Saved entries

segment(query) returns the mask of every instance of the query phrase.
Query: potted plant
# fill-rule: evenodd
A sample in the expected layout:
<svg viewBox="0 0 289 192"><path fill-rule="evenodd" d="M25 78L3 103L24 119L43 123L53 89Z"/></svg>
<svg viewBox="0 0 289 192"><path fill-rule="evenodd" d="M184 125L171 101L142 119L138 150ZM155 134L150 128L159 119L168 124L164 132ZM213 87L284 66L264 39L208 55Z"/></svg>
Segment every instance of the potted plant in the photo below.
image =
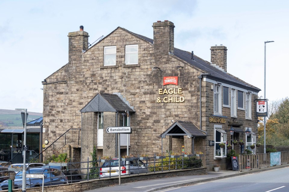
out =
<svg viewBox="0 0 289 192"><path fill-rule="evenodd" d="M221 148L224 148L225 147L225 144L223 142L220 143L219 143L219 146Z"/></svg>
<svg viewBox="0 0 289 192"><path fill-rule="evenodd" d="M232 145L229 143L227 145L227 148L228 149L231 149L232 148Z"/></svg>
<svg viewBox="0 0 289 192"><path fill-rule="evenodd" d="M124 155L121 158L121 160L124 161L132 161L133 160L133 156L131 154L130 154L129 155Z"/></svg>
<svg viewBox="0 0 289 192"><path fill-rule="evenodd" d="M163 153L159 153L156 155L156 159L164 159L166 158L165 154Z"/></svg>
<svg viewBox="0 0 289 192"><path fill-rule="evenodd" d="M141 155L141 156L139 156L140 160L148 160L149 158L148 155L144 154Z"/></svg>
<svg viewBox="0 0 289 192"><path fill-rule="evenodd" d="M237 141L237 140L235 139L235 140L234 140L234 141L233 141L233 144L234 145L236 145L238 144L238 142L238 142L238 141Z"/></svg>
<svg viewBox="0 0 289 192"><path fill-rule="evenodd" d="M220 166L218 165L215 165L214 166L214 171L215 172L218 172L220 169Z"/></svg>
<svg viewBox="0 0 289 192"><path fill-rule="evenodd" d="M112 163L113 160L111 159L111 158L108 156L104 156L100 159L100 162L102 163L104 162L110 162Z"/></svg>

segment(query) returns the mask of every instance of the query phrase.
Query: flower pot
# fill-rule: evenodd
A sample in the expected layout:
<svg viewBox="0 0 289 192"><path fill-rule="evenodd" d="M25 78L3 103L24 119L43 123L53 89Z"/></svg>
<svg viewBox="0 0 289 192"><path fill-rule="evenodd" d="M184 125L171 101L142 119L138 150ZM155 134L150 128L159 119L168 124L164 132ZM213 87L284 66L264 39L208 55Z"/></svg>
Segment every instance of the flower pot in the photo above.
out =
<svg viewBox="0 0 289 192"><path fill-rule="evenodd" d="M180 157L180 155L171 155L171 158L178 158Z"/></svg>
<svg viewBox="0 0 289 192"><path fill-rule="evenodd" d="M139 160L148 160L148 157L139 157Z"/></svg>
<svg viewBox="0 0 289 192"><path fill-rule="evenodd" d="M156 156L156 159L164 159L165 158L164 156Z"/></svg>
<svg viewBox="0 0 289 192"><path fill-rule="evenodd" d="M214 167L214 171L215 172L218 172L219 171L219 170L220 169L220 167Z"/></svg>

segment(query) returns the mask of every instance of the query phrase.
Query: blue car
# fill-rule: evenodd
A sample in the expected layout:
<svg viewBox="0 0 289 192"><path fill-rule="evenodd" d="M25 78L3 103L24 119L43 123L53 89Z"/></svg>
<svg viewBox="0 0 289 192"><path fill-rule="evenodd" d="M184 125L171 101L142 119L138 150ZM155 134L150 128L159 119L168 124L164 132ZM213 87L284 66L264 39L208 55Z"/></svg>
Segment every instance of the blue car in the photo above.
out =
<svg viewBox="0 0 289 192"><path fill-rule="evenodd" d="M26 171L26 174L44 174L44 186L53 185L68 183L67 177L60 170L42 167L31 168ZM15 175L14 180L15 189L22 188L22 172L20 171ZM0 183L0 190L6 190L8 188L8 180ZM26 188L42 187L42 178L26 178Z"/></svg>

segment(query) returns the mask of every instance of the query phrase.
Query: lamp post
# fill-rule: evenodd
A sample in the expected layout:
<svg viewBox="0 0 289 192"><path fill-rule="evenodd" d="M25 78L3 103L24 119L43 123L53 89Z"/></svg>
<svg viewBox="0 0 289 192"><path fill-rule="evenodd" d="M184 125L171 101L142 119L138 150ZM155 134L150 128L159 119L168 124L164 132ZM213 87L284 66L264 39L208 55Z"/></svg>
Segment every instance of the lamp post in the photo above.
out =
<svg viewBox="0 0 289 192"><path fill-rule="evenodd" d="M26 123L27 118L27 109L15 109L18 111L24 111L24 141L23 145L26 145ZM23 170L22 172L22 192L26 191L26 151L23 151Z"/></svg>
<svg viewBox="0 0 289 192"><path fill-rule="evenodd" d="M266 44L274 41L264 41L264 99L266 99ZM264 153L266 153L266 117L264 117Z"/></svg>

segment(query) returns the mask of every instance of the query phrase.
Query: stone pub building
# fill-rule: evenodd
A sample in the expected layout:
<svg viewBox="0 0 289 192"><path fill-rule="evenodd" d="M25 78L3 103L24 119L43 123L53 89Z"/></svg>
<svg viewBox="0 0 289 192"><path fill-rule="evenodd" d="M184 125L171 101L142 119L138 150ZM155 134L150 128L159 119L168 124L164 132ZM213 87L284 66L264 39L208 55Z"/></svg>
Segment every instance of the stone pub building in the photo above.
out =
<svg viewBox="0 0 289 192"><path fill-rule="evenodd" d="M220 143L255 143L260 89L227 72L224 46L211 47L210 62L175 47L175 27L154 23L151 39L119 27L89 47L83 26L69 33L68 63L42 82L43 140L81 128L73 156L87 160L95 146L98 156L114 157L115 135L105 129L130 126L132 134L121 136L121 155L128 142L134 155L181 153L184 146L185 152L203 153L209 169L225 166L227 150ZM241 153L241 146L233 147Z"/></svg>

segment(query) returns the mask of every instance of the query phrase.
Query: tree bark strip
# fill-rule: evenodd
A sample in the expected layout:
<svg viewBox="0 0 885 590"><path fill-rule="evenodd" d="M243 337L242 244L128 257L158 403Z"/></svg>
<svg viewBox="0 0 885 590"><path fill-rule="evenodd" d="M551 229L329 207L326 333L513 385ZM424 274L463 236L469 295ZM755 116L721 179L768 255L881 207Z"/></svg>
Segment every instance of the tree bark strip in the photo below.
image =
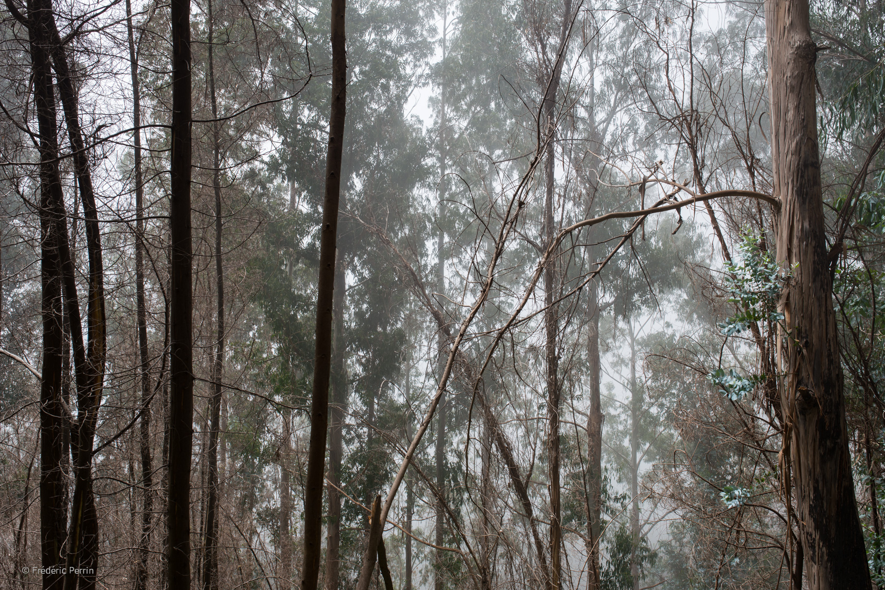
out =
<svg viewBox="0 0 885 590"><path fill-rule="evenodd" d="M339 249L335 263L335 285L333 293L335 339L332 353L332 407L329 410L328 513L326 518L326 590L338 590L341 570L341 463L343 456L342 426L347 402L347 375L344 369L344 296L346 267Z"/></svg>
<svg viewBox="0 0 885 590"><path fill-rule="evenodd" d="M172 0L171 296L166 584L190 590L190 463L194 440L191 284L190 1Z"/></svg>
<svg viewBox="0 0 885 590"><path fill-rule="evenodd" d="M142 463L142 534L138 540L138 561L133 576L135 590L146 590L150 558L150 528L153 520L153 465L150 456L150 374L148 356L148 317L144 299L144 180L142 176L142 99L138 80L138 56L132 23L132 2L126 0L127 35L129 44L129 69L132 77L132 126L134 173L135 181L135 315L138 325L139 379L141 379L142 418L139 446Z"/></svg>
<svg viewBox="0 0 885 590"><path fill-rule="evenodd" d="M345 0L332 0L332 108L326 161L326 190L319 240L319 278L317 283L317 324L311 394L311 439L304 486L304 563L303 590L316 590L319 577L322 535L323 478L328 427L328 389L331 371L335 240L343 149L347 92L344 47Z"/></svg>
<svg viewBox="0 0 885 590"><path fill-rule="evenodd" d="M219 116L218 97L215 93L215 18L212 2L206 3L209 18L209 93L212 100L212 119ZM217 590L218 579L218 505L219 505L219 422L221 418L221 382L224 378L225 348L225 304L224 265L221 257L223 233L221 217L221 130L220 123L212 122L212 191L215 196L215 294L216 323L215 358L212 363L212 396L209 400L209 454L206 457L208 498L206 500L204 555L203 558L203 590Z"/></svg>
<svg viewBox="0 0 885 590"><path fill-rule="evenodd" d="M808 587L869 588L827 250L815 104L818 48L807 0L766 0L766 29L773 194L783 203L777 257L785 270L795 266L781 296L784 477L792 471Z"/></svg>
<svg viewBox="0 0 885 590"><path fill-rule="evenodd" d="M66 537L67 510L65 502L66 481L62 468L65 423L68 419L62 404L62 272L59 235L66 227L58 218L54 201L62 198L58 172L55 92L50 70L43 21L45 11L36 0L27 3L27 19L10 11L27 27L34 102L37 114L40 149L40 227L41 283L42 289L42 366L40 383L40 546L41 565L58 573L43 573L44 590L61 590L64 579L62 548Z"/></svg>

▶ What you should do
Please format the Saved entries rows as a numbered list, from the first row up to and including the row containing "141L237 140L235 139L235". Drop any blank rows and omit the pictures.

▶ The answer
1. segment(query) returns the mask of every instance of the query phrase.
2. Query: potted plant
3. # fill-rule: evenodd
4. A sample in the expected layout:
5. <svg viewBox="0 0 289 192"><path fill-rule="evenodd" d="M25 78L3 103L24 119L43 123L53 89Z"/></svg>
6. <svg viewBox="0 0 289 192"><path fill-rule="evenodd" d="M184 125L171 101L142 119L138 150ZM155 134L150 128L159 119L168 124L164 132ZM213 87L284 66L264 39L208 55Z"/></svg>
7. Segment every instance of the potted plant in the photo below.
8. image =
9. out =
10. <svg viewBox="0 0 289 192"><path fill-rule="evenodd" d="M221 148L224 148L225 147L225 144L223 142L220 143L219 143L219 146Z"/></svg>
11. <svg viewBox="0 0 289 192"><path fill-rule="evenodd" d="M232 145L229 143L227 145L227 148L228 149L231 149L232 148Z"/></svg>
12. <svg viewBox="0 0 289 192"><path fill-rule="evenodd" d="M124 155L121 158L121 160L124 161L132 161L133 160L133 156L131 154L130 154L129 155Z"/></svg>
13. <svg viewBox="0 0 289 192"><path fill-rule="evenodd" d="M163 153L159 153L156 155L156 159L164 159L166 158L165 154Z"/></svg>
14. <svg viewBox="0 0 289 192"><path fill-rule="evenodd" d="M141 155L141 156L139 156L140 160L148 160L149 158L148 155L144 154Z"/></svg>
15. <svg viewBox="0 0 289 192"><path fill-rule="evenodd" d="M237 141L237 140L235 139L235 140L234 140L234 141L233 141L233 144L234 145L236 145L238 144L238 142L238 142L238 141Z"/></svg>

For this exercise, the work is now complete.